Dataset entries
# # # #

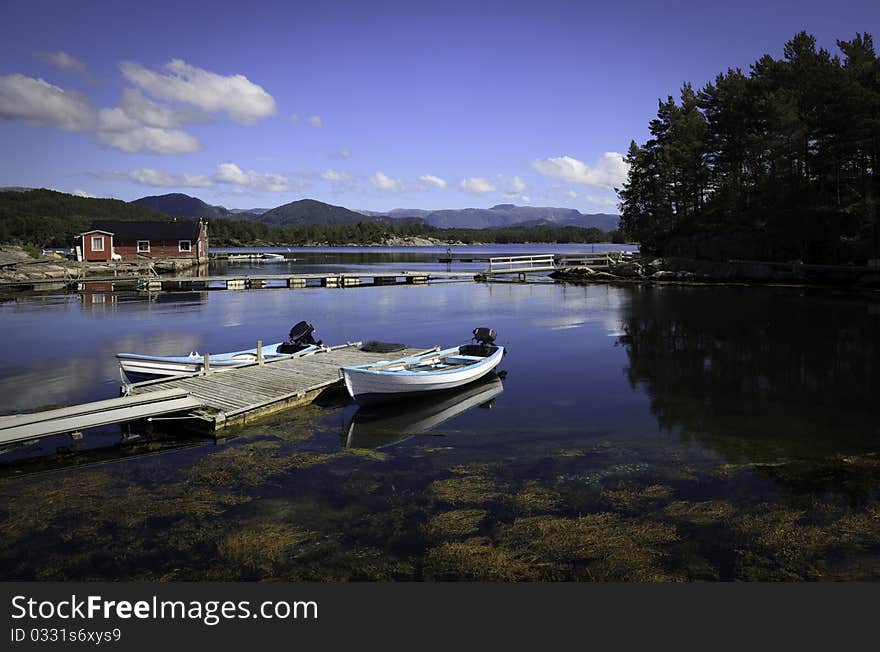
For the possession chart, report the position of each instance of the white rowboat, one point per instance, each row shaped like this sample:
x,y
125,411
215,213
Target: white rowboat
x,y
137,367
428,372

# # # #

To do
Hand back the data above exactly, leaving out all pictures.

Solution to the problem
For the possession chart, report the position of each instance of the white rowboat, one point per instance, each row shaped like this sample:
x,y
125,411
215,213
Target: white rowboat
x,y
137,367
428,372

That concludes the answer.